**Selected excerpt**
▬▬▬▬▬▬▬▬▬▬

Similarly, I agree with Charles that we must entertain
the possibility that the action for money had and received is likewise
multi-faceted (or at least bifurcated). And if (what he usefully describes
as) the 'vindicatio' cases cannot be accommodated within a coherent framework
of the law of restitution for unjust enrichment, then that action is bifurcated.
On the other hand, if those cases can be so accommodated, then the action
turns out to be exclusively restitutionary.
My (tentative) view is that the 'vindicatio' cases *can*
be accommodated within a coherent framework of the law of restitution
for unjust enrichment. That being so, (at present) I regard the action
for money had and received as exclusively restitutionary.

▬▬▬▬▬▬▬▬▬▬

(Dataset records)
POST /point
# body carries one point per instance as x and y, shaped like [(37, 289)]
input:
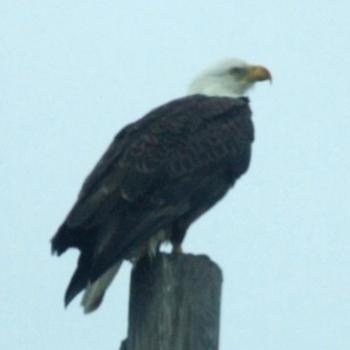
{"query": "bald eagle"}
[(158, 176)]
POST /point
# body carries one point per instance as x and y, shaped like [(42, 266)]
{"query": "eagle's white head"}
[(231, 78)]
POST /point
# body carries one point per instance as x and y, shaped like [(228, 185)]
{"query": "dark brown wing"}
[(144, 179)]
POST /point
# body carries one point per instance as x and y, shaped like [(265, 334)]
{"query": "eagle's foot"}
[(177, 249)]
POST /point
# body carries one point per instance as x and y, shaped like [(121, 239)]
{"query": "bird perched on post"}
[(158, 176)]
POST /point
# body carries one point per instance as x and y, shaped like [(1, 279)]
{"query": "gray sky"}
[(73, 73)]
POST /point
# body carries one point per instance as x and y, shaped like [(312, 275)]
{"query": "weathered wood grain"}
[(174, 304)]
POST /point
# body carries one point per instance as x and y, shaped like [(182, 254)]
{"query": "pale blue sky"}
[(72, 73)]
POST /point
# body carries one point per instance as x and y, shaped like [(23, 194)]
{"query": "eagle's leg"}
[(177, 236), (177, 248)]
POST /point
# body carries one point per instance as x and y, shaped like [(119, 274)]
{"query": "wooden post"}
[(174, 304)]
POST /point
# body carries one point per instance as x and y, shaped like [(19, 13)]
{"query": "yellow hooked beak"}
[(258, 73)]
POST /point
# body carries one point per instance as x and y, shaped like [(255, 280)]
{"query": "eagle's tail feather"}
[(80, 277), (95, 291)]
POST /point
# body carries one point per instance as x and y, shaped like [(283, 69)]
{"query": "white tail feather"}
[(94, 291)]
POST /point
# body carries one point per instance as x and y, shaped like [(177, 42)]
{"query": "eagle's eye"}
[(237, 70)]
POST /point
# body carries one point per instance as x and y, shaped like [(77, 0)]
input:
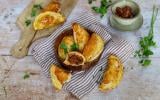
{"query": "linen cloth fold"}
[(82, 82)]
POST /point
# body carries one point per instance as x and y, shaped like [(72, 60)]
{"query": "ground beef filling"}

▬▬▬▬▬▬▬▬▬▬

**Directions**
1/ According to the passage on the action for money had and received, how does the writer currently regard that action?
2/ Copy the passage on the action for money had and received word for word, beginning with the words "My (tentative) view" and stopping after the words "as exclusively restitutionary.".

**Answers in order**
1/ As exclusively restitutionary.

2/
My (tentative) view is that the 'vindicatio' cases *can*
be accommodated within a coherent framework of the law of restitution
for unjust enrichment. That being so, (at present) I regard the action
for money had and received as exclusively restitutionary.